Directive 1 => Reproduce the question about adding top and bottom values to an R summary dataframe, in full and word for word.

1

I have this summary dataframe (from this question):

lst <- lapply(1:ncol(mtcars), function(i){
  x <- mtcars[[i]]
  data.frame(
    Variable_name = colnames(mtcars)[[i]],
    sum_unique = NROW(unique(x)), 
    NA_count = sum(is.na(x)), 
    NA_percent = round(sum(is.na(x))/NROW(x),2))  
  })
do.call(rbind, lst)

Where I want to add the five highest and lowest values, for each column:

lst <- lapply(1:ncol(mtcars), function(i){
  x <- mtcars[[i]]
  data.frame(
    variable_name = colnames(mtcars)[[i]],
    distinct = NROW(unique(x)), 
    NA_count = sum(is.na(x)), 
    NA_percent = round(sum(is.na(x))/NROW(x),2),
    first_5 = paste0(sort(x, decreasing=TRUE)[1:5],";"),
    last_5 = paste0(sort(x)[1:5],";")
  )   
})
do.call(rbind, lst)

But it creates a new row for each first_5 and last_5 values. Why happens this? And how can I solve it?

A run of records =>
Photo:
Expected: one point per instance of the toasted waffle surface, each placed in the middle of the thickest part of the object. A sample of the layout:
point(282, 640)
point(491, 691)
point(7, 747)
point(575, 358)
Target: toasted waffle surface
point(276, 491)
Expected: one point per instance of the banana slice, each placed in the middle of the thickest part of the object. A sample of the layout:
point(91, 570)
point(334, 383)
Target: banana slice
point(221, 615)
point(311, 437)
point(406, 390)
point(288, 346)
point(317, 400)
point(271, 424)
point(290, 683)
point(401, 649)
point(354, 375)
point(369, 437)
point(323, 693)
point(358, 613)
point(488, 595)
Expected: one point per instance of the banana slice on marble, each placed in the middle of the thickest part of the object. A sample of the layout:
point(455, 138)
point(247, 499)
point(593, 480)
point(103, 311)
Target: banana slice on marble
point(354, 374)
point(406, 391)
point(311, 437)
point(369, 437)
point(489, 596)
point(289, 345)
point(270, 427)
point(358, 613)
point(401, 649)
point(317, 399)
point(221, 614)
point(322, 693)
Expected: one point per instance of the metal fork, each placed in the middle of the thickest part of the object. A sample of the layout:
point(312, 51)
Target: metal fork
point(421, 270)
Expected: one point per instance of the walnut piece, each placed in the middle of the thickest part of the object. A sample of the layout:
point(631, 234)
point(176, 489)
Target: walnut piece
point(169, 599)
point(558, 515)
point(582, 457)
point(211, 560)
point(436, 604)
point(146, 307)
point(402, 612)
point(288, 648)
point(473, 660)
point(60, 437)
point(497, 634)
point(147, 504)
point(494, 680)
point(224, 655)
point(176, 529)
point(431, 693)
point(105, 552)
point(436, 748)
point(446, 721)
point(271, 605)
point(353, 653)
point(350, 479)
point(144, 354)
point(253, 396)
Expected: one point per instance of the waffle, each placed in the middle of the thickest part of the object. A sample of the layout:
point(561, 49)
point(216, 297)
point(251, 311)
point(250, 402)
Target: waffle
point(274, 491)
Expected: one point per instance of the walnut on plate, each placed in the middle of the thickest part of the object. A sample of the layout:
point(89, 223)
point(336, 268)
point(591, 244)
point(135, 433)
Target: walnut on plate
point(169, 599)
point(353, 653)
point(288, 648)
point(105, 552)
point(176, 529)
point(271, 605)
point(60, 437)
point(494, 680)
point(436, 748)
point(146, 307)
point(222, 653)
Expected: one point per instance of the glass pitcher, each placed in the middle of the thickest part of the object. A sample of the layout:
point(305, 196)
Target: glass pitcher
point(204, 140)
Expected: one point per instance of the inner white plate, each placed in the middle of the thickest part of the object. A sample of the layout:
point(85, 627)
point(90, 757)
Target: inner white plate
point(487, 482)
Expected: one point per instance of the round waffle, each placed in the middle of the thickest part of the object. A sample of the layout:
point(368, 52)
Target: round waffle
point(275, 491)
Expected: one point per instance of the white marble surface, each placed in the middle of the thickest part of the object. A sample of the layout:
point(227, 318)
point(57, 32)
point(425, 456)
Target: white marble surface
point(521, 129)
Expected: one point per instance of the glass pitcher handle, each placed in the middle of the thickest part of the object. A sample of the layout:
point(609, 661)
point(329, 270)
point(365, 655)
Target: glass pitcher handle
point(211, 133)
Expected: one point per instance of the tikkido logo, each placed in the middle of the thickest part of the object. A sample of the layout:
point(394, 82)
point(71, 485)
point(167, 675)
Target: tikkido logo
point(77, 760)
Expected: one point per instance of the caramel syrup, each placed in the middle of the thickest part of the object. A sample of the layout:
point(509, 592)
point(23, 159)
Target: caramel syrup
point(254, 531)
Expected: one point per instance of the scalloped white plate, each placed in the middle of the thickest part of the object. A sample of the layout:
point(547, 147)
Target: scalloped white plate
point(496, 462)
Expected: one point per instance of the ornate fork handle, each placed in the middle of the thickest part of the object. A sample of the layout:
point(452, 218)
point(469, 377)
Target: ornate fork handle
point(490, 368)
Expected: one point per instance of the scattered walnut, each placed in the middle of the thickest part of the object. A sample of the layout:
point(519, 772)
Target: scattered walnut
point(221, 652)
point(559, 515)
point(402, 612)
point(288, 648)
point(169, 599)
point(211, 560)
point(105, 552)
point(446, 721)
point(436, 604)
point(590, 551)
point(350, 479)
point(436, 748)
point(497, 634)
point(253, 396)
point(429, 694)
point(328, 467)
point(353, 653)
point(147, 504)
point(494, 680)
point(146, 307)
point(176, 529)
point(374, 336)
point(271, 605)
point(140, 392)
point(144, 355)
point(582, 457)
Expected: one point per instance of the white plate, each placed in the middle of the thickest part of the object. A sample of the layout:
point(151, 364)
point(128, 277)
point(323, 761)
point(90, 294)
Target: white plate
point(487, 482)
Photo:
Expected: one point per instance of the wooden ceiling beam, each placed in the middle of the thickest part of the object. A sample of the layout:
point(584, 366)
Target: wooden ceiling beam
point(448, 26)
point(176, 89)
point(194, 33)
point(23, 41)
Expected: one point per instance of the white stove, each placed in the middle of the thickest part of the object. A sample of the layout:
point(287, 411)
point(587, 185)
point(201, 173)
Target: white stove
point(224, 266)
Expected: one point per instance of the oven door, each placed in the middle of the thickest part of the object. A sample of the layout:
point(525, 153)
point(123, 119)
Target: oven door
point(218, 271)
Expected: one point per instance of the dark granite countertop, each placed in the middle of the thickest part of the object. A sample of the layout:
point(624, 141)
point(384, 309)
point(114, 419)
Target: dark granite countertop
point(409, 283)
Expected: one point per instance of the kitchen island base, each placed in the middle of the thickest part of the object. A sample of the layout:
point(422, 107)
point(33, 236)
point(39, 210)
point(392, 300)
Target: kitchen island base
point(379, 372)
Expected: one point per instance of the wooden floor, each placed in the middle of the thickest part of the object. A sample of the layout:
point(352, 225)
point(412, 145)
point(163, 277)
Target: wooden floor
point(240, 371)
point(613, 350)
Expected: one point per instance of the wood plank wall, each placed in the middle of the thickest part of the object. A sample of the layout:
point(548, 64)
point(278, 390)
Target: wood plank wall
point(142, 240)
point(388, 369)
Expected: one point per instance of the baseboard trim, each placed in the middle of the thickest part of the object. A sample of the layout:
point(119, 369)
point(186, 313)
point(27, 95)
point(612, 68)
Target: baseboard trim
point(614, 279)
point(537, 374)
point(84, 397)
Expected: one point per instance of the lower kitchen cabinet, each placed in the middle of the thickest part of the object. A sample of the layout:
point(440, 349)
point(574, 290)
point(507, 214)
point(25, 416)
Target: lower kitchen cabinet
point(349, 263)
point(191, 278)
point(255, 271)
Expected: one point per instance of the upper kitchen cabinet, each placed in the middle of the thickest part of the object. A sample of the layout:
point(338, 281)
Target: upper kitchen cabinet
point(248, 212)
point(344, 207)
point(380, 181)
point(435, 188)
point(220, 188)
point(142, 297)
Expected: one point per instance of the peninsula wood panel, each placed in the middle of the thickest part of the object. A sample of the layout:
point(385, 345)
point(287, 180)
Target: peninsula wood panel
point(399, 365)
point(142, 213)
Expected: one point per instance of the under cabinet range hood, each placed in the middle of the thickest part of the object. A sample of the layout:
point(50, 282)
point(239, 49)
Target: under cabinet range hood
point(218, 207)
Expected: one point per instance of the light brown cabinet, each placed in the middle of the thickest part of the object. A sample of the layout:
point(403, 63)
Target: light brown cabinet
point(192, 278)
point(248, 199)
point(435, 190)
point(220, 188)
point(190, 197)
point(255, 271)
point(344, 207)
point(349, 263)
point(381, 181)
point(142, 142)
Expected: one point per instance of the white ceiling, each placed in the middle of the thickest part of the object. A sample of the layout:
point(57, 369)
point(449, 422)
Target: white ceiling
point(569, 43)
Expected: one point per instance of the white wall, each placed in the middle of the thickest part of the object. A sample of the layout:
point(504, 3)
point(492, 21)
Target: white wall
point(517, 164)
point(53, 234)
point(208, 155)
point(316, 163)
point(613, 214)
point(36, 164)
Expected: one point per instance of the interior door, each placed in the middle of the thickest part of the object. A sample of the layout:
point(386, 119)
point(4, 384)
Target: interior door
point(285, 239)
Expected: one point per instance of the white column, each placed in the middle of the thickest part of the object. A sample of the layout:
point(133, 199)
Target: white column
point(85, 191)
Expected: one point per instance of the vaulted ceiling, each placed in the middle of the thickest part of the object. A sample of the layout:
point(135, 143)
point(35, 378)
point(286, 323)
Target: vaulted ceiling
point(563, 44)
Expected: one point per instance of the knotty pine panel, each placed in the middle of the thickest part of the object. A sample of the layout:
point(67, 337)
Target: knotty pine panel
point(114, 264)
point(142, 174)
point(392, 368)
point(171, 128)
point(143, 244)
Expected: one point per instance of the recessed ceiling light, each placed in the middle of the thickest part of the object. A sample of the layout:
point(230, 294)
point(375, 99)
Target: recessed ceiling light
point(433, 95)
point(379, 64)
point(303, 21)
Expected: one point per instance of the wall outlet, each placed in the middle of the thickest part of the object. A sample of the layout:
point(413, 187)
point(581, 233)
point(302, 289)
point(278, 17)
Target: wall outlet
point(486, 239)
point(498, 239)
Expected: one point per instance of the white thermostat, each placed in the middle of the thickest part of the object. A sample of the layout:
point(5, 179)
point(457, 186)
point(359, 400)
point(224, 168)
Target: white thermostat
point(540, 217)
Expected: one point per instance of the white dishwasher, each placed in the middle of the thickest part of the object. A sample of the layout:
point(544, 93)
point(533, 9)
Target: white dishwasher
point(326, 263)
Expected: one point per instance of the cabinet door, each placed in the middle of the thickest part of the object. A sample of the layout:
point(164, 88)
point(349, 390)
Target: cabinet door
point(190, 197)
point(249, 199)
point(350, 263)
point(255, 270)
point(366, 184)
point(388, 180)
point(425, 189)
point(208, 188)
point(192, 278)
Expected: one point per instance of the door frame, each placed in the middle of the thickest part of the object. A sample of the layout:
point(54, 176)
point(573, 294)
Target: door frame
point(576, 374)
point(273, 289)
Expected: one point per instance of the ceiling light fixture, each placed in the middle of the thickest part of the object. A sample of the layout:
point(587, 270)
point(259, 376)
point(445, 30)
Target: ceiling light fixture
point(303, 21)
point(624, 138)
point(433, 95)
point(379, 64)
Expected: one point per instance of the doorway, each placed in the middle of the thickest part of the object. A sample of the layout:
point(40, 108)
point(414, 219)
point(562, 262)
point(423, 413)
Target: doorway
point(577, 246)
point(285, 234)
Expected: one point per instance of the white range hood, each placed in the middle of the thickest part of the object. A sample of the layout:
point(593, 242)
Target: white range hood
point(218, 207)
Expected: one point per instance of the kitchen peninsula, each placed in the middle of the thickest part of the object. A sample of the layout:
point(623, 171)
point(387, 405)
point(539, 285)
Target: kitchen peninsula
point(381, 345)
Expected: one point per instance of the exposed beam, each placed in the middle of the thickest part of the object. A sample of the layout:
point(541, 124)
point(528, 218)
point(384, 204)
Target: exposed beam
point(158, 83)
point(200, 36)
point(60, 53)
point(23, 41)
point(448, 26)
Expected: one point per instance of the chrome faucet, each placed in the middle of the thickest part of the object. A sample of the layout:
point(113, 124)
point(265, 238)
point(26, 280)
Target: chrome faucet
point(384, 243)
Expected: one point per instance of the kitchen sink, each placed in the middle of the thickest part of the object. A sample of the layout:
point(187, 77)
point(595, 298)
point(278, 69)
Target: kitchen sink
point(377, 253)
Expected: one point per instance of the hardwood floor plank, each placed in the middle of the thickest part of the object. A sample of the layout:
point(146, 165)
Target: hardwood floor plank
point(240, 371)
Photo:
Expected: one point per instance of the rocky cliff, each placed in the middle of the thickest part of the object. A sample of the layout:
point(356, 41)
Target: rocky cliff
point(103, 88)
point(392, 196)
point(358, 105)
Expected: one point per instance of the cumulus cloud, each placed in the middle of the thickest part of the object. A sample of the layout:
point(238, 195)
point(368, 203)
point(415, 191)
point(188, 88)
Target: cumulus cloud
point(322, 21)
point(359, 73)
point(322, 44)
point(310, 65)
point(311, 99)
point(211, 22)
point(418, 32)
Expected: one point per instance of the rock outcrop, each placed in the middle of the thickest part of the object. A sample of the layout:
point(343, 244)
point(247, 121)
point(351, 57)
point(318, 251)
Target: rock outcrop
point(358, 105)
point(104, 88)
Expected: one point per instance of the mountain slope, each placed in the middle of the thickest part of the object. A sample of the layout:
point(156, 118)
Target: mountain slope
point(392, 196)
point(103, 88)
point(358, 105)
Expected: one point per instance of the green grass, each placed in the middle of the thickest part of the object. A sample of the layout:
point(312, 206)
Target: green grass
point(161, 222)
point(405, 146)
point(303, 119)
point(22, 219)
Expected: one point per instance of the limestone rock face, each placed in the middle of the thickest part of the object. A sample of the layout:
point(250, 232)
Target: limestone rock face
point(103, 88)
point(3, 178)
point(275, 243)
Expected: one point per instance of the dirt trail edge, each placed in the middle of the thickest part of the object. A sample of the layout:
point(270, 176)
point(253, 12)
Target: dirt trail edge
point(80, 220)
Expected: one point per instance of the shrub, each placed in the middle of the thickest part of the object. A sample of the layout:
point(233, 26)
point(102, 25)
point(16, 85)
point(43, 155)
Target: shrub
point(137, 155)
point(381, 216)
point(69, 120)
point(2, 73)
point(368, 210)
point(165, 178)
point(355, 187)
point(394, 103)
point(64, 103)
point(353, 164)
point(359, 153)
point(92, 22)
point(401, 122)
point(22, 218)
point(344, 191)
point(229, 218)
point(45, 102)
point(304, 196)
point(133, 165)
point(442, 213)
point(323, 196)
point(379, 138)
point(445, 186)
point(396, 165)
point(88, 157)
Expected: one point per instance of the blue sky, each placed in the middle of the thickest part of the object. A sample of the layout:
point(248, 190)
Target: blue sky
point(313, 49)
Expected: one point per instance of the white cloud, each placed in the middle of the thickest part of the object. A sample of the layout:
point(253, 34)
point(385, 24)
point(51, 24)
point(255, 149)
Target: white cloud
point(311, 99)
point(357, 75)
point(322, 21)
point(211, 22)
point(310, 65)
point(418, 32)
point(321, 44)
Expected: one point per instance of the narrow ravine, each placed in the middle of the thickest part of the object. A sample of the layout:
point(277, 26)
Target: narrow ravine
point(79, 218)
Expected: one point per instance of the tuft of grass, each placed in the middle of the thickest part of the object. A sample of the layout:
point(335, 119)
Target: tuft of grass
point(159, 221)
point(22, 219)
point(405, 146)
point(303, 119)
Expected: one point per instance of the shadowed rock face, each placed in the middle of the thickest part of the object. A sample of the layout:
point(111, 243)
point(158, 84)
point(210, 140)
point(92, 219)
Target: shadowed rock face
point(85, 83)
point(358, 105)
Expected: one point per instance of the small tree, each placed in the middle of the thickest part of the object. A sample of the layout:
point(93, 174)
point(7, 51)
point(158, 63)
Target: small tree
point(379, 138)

Directive 2 => Recast the records, from their start through the line containing "point(421, 270)", as a Markdown table with the columns Row and Line, giving each line's number under Row and its text under Line. Leave out blank lines.

Task answer 1 =>
1

I have this summary dataframe (from this question):

lst <- lapply(1:ncol(mtcars), function(i){
  x <- mtcars[[i]]
  data.frame(
    Variable_name = colnames(mtcars)[[i]],
    sum_unique = NROW(unique(x)), 
    NA_count = sum(is.na(x)), 
    NA_percent = round(sum(is.na(x))/NROW(x),2))  
  })
do.call(rbind, lst)

Where I want to add the five highest and lowest values, for each column:

lst <- lapply(1:ncol(mtcars), function(i){
  x <- mtcars[[i]]
  data.frame(
    variable_name = colnames(mtcars)[[i]],
    distinct = NROW(unique(x)), 
    NA_count = sum(is.na(x)), 
    NA_percent = round(sum(is.na(x))/NROW(x),2),
    first_5 = paste0(sort(x, decreasing=TRUE)[1:5],";"),
    last_5 = paste0(sort(x)[1:5],";")
  )   
})
do.call(rbind, lst)

But it creates a new row for each first_5 and last_5 values. Why happens this? And how can I solve it?

Task answer 2 =>
| Row | Line |
|---|---|
| 1 | Photo: |
| 2 | Expected: one point per instance of the toasted waffle surface, each placed in the middle of the thickest part of the object. A sample of the layout: |
| 3 | point(282, 640) |
| 4 | point(491, 691) |
| 5 | point(7, 747) |
| 6 | point(575, 358) |
| 7 | Target: toasted waffle surface |
| 8 | point(276, 491) |
| 9 | Expected: one point per instance of the banana slice, each placed in the middle of the thickest part of the object. A sample of the layout: |
| 10 | point(91, 570) |
| 11 | point(334, 383) |
| 12 | Target: banana slice |
| 13 | point(221, 615) |
| 14 | point(311, 437) |
| 15 | point(406, 390) |
| 16 | point(288, 346) |
| 17 | point(317, 400) |
| 18 | point(271, 424) |
| 19 | point(290, 683) |
| 20 | point(401, 649) |
| 21 | point(354, 375) |
| 22 | point(369, 437) |
| 23 | point(323, 693) |
| 24 | point(358, 613) |
| 25 | point(488, 595) |
| 26 | Expected: one point per instance of the banana slice on marble, each placed in the middle of the thickest part of the object. A sample of the layout: |
| 27 | point(455, 138) |
| 28 | point(247, 499) |
| 29 | point(593, 480) |
| 30 | point(103, 311) |
| 31 | Target: banana slice on marble |
| 32 | point(354, 374) |
| 33 | point(406, 391) |
| 34 | point(311, 437) |
| 35 | point(369, 437) |
| 36 | point(489, 596) |
| 37 | point(289, 345) |
| 38 | point(270, 427) |
| 39 | point(358, 613) |
| 40 | point(401, 649) |
| 41 | point(317, 399) |
| 42 | point(221, 614) |
| 43 | point(322, 693) |
| 44 | Expected: one point per instance of the metal fork, each placed in the middle of the thickest part of the object. A sample of the layout: |
| 45 | point(312, 51) |
| 46 | Target: metal fork |
| 47 | point(421, 270) |